*Texte source*.
# # # # #

De degrés en degrés on vous a menés à une véritable et complète désorganisation sociale. Je ne sais quelle manie de principes simples on a, depuis quelque temps, cherché à vous inspirer, et dont l'effet, bien calculé par ceux qui en sont les premiers moteurs, est de détendre tous les ressorts du gouvernement, et

d'en détruire non les abus, vous l'avez glorieusement exécuté, mais l'action salutaire et conservatrice; disons mieux, de conduire à changer tout-à-fait la forme du gouvernement; car, malgré les protestations contraires, il faut bien ignorer les choses de ce monde pour douter des grands projets qui existent à cet égard. (Le silence est interrompu par une légère agitation.) Les dangers vous environnent; ils augmentent tous les jours, et la sécurité, dont on voudrait faire un argument contre leur réalité, ne prouve rien; car jamais la sécurité d'un aveugle près du précipice n'a empêché qu'il ne fût en péril de la vie.

Il y a des hommes qui ne sont sensibles qu'à un genre de danger, c'est-à-dire aux mouvemens populaires. Quoique presque toujours excusables par leurs causes, leurs effets, je l'avoue, sont vraiment dangereux : ils affaiblissent le respect dû aux nouvelles lois, au moment même où elles ont besoin de toute la force de l'opinion pour s'établir; ils détournent les administrateurs de leurs devoirs journaliers, et de plus, en faisant prédominer dans les esprits l'idée de la force sur celle de la raison et de la loi, ils indisposent tous ceux qui ont fondé sur elles l'espoir de leur existence et de leur tranquillité; mais ce mal, c'est dans sa racine qu'il faut l'attaquer, et l'expérience devrait avoir démontré que toute expression partielle à cet égard est plus fàcheuse qu'utile, et qu'en comprimant le ressort elle en augmente la force. Il faut aller hardiment à la source du mal, et toutes les incommodités locales disparaîtront. Une constitution sage et libre, un gouvernement loyal, juste et ferme, voilà le grand, le seul remède qui soit nécessaire et que vous demande la nation dont vous stipulez les intérêts, celui dont la négligence, en lui préparant de longs malheurs, vous donnerait de cruels et inutiles remords.

# # # # #

*Énoncé du problème a*.
Recopiez mot pour mot tout ce qui va de « d'en détruire non » jusqu'à « péril de la vie. » inclus dans le texte source.
Les enregistrements n'ont aucun lien avec le texte source.

# # # # #

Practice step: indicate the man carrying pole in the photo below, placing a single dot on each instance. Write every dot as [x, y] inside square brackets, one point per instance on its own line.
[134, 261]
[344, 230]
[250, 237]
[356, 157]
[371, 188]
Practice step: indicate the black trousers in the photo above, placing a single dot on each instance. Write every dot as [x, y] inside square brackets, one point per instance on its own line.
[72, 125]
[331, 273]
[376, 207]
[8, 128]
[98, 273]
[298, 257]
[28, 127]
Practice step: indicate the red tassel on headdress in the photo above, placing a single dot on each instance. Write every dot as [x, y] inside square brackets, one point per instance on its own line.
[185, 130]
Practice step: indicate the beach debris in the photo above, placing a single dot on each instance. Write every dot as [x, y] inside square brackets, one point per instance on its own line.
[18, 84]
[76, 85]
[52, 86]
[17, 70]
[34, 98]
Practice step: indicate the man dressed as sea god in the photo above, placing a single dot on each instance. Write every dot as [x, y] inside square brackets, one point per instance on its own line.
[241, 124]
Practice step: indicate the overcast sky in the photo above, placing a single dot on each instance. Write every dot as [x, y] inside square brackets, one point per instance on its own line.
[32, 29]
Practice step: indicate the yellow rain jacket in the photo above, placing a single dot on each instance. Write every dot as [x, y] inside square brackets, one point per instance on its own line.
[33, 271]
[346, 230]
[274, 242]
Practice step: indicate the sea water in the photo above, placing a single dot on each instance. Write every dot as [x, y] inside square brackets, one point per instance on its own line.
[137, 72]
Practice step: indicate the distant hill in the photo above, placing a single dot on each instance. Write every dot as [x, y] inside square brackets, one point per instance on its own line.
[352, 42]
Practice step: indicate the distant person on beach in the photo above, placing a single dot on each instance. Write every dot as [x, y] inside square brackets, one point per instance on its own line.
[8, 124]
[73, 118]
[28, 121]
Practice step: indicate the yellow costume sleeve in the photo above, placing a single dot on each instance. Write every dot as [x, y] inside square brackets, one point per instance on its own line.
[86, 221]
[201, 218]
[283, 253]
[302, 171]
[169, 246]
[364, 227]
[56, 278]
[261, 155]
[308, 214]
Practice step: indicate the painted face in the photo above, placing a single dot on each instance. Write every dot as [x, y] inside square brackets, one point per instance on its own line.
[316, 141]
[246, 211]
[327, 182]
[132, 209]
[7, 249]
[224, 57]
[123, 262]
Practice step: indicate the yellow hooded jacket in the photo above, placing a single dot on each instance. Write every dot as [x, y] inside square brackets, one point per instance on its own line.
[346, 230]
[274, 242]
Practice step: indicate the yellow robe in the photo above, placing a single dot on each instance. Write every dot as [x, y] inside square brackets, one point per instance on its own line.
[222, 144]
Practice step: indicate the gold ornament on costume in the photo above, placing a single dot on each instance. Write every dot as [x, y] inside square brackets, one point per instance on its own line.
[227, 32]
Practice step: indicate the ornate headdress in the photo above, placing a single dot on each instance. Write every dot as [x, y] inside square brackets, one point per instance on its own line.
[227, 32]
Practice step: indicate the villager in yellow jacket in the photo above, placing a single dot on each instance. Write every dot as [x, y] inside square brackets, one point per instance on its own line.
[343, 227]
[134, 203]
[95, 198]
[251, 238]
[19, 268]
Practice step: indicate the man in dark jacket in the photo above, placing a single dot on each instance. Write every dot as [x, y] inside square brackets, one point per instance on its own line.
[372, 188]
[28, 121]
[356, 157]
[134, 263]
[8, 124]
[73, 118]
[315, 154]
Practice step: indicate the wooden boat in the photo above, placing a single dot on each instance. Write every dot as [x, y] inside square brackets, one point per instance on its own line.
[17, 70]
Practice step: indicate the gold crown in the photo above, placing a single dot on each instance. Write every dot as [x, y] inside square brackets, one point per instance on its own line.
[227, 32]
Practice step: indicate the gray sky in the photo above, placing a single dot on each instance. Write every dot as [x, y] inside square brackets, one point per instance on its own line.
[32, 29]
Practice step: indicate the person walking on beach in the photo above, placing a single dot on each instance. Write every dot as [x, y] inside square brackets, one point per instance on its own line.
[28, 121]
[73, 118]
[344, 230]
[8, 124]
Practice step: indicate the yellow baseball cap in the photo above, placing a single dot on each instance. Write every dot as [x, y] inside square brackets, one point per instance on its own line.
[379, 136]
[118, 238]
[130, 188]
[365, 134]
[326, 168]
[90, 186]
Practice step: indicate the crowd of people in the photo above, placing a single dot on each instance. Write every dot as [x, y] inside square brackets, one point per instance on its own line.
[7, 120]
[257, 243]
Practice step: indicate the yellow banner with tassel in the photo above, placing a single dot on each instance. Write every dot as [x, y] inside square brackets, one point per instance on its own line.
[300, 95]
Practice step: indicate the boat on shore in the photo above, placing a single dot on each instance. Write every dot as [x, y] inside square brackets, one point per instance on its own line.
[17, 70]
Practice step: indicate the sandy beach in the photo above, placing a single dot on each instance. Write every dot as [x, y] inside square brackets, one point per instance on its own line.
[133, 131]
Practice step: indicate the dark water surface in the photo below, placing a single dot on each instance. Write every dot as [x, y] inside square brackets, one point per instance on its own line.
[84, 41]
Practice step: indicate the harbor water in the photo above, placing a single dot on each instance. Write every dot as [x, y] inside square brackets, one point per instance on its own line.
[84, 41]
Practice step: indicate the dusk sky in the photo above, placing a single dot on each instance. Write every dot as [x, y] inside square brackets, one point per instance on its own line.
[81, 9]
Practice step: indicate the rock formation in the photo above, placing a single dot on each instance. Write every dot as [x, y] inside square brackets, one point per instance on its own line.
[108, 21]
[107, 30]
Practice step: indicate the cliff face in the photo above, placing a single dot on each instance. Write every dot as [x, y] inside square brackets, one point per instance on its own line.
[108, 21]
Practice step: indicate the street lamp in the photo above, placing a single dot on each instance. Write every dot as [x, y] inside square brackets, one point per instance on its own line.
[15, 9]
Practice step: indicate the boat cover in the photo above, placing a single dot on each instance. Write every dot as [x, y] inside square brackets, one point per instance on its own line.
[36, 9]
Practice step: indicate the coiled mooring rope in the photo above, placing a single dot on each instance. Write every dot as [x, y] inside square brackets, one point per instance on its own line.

# # # # #

*Énoncé du problème b*.
Comptez les lignes des enregistrements qui contiennent la chaîne « dark », en tenant compte de la casse, et donnez seulement ce nombre.

*Résultat final a*.
d'en détruire non les abus, vous l'avez glorieusement exécuté, mais l'action salutaire et conservatrice; disons mieux, de conduire à changer tout-à-fait la forme du gouvernement; car, malgré les protestations contraires, il faut bien ignorer les choses de ce monde pour douter des grands projets qui existent à cet égard. (Le silence est interrompu par une légère agitation.) Les dangers vous environnent; ils augmentent tous les jours, et la sécurité, dont on voudrait faire un argument contre leur réalité, ne prouve rien; car jamais la sécurité d'un aveugle près du précipice n'a empêché qu'il ne fût en péril de la vie.

*Résultat final b*.
2